Dataset excerpts
+---+

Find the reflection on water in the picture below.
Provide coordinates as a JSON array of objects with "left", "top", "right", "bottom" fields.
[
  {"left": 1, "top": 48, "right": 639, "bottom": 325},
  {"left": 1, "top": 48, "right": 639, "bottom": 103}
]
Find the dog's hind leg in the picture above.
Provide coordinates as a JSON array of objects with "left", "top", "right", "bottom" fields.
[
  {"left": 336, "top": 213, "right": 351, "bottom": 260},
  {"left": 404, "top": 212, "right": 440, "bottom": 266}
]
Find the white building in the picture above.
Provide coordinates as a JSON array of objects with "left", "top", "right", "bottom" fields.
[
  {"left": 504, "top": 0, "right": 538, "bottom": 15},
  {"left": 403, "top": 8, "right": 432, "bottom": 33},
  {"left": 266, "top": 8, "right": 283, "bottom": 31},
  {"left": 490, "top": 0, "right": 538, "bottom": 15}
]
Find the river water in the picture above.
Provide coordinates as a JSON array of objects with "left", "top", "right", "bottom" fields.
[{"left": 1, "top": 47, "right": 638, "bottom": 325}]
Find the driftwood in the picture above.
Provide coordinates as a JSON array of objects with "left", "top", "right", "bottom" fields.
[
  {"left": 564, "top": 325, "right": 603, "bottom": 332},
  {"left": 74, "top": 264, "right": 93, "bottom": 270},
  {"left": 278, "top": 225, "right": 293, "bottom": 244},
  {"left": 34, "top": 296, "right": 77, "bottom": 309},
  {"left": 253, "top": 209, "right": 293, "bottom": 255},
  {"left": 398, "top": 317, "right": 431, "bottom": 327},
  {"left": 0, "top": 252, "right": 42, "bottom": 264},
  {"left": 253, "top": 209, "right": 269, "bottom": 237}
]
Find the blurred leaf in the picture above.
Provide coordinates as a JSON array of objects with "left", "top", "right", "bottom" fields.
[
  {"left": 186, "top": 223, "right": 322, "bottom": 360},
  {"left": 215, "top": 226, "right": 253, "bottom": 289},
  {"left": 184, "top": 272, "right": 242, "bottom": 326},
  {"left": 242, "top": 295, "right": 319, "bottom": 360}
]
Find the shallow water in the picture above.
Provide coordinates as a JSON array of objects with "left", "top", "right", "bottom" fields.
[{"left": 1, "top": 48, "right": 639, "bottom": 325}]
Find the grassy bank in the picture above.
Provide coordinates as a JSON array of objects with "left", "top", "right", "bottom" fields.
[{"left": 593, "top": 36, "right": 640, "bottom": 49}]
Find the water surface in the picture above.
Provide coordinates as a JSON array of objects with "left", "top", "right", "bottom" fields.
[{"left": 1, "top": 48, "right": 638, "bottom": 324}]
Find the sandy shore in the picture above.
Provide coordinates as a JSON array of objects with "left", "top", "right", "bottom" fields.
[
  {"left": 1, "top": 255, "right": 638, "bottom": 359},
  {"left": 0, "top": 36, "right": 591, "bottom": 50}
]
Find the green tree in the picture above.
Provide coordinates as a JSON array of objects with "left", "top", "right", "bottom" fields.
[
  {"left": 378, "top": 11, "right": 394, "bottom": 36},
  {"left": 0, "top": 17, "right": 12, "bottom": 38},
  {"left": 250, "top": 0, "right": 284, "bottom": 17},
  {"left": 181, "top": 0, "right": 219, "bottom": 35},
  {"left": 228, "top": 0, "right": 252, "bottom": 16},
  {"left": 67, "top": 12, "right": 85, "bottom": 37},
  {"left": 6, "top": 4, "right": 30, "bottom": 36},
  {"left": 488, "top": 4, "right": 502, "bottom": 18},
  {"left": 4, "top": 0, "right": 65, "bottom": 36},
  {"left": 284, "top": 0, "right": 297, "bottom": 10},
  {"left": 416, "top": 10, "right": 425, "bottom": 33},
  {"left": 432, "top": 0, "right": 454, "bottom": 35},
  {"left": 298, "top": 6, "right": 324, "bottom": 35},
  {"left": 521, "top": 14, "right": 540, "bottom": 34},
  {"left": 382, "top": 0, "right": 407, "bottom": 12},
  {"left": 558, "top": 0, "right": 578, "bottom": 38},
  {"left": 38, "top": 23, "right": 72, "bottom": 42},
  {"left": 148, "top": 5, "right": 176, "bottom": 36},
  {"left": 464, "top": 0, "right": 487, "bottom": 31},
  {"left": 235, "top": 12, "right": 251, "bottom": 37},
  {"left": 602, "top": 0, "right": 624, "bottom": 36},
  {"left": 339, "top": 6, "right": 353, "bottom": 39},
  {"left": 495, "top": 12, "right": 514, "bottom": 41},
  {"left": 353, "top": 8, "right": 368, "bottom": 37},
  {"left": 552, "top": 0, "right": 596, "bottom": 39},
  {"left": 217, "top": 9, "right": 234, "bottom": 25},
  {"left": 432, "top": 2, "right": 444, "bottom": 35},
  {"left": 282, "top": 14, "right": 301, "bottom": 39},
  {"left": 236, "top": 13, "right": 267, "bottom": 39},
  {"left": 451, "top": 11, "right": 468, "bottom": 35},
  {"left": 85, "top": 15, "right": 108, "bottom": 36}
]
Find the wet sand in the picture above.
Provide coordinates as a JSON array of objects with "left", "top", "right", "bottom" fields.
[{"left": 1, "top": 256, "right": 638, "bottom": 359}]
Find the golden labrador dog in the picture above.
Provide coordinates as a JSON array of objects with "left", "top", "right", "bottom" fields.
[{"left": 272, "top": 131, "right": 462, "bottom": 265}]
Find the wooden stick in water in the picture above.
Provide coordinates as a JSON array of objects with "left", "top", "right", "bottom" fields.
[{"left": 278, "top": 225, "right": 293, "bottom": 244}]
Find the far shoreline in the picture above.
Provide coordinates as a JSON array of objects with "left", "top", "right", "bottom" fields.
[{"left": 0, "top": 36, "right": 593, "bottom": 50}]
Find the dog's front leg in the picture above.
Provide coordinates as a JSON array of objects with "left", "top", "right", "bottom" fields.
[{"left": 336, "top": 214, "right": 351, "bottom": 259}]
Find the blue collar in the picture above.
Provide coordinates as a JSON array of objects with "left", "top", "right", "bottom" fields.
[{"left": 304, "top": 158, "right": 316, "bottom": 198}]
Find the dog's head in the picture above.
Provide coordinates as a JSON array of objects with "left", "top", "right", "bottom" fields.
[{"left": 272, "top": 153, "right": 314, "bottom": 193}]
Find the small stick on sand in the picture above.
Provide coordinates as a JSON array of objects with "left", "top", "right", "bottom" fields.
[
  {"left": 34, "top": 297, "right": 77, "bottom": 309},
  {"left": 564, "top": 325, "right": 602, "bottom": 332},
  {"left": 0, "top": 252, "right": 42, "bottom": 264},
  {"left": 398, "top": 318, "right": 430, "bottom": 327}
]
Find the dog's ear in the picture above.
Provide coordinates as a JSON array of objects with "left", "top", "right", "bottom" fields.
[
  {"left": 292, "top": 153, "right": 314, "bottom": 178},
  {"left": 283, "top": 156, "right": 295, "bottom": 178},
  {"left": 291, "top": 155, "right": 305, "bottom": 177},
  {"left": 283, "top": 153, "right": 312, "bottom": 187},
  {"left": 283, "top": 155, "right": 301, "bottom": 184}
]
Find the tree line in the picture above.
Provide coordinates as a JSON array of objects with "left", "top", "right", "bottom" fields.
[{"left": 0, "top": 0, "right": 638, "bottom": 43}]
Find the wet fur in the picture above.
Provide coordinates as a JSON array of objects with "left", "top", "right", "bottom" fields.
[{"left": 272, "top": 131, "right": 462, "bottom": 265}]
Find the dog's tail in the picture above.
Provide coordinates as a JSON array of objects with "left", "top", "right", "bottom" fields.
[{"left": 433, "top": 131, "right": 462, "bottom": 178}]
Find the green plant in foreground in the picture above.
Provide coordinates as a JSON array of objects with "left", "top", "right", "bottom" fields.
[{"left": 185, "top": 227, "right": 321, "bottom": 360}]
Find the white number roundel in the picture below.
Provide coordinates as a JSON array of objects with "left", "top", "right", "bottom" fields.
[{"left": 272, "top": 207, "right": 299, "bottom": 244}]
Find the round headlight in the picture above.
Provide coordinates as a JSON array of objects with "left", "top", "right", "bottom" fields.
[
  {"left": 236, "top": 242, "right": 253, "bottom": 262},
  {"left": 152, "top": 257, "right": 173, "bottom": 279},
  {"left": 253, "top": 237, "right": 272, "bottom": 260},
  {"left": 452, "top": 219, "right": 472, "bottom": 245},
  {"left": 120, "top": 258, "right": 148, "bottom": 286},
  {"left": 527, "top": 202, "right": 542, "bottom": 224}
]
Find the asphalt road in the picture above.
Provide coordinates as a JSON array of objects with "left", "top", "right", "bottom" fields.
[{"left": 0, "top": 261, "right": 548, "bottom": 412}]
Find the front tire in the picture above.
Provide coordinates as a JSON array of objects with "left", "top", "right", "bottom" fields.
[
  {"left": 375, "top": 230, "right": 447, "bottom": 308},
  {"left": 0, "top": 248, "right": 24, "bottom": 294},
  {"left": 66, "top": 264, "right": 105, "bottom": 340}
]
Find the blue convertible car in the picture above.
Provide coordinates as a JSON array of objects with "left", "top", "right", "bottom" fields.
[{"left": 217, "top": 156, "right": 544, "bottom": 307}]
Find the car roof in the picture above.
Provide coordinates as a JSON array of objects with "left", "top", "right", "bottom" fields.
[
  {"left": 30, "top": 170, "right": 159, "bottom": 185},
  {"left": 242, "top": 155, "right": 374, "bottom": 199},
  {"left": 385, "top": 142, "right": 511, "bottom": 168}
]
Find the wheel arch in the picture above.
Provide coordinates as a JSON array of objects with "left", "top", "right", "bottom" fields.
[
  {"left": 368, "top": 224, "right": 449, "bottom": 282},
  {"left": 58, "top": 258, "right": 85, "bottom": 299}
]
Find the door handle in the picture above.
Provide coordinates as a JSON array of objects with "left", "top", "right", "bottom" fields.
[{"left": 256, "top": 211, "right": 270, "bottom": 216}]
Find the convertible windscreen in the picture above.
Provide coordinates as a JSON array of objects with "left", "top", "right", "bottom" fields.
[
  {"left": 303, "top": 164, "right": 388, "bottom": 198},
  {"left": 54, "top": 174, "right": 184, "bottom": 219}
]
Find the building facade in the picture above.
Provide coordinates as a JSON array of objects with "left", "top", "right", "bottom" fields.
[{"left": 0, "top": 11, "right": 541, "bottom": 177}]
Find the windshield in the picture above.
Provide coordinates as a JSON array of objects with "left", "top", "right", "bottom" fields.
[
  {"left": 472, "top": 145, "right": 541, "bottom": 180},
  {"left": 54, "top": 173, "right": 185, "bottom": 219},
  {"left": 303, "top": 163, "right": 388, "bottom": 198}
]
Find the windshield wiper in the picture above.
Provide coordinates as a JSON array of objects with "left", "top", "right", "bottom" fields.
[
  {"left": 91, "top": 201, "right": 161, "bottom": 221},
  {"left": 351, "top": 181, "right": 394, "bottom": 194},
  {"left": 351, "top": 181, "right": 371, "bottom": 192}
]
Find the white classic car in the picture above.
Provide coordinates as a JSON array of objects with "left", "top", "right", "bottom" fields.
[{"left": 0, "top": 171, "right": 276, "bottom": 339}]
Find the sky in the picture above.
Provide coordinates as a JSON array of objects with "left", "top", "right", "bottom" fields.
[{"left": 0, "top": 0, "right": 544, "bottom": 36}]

+---+

:: Problem to solve ::
Return each line from the entries above that includes "front".

:: Solution ::
Find the dog's front leg in the picture above.
Find the front tire in the picture above.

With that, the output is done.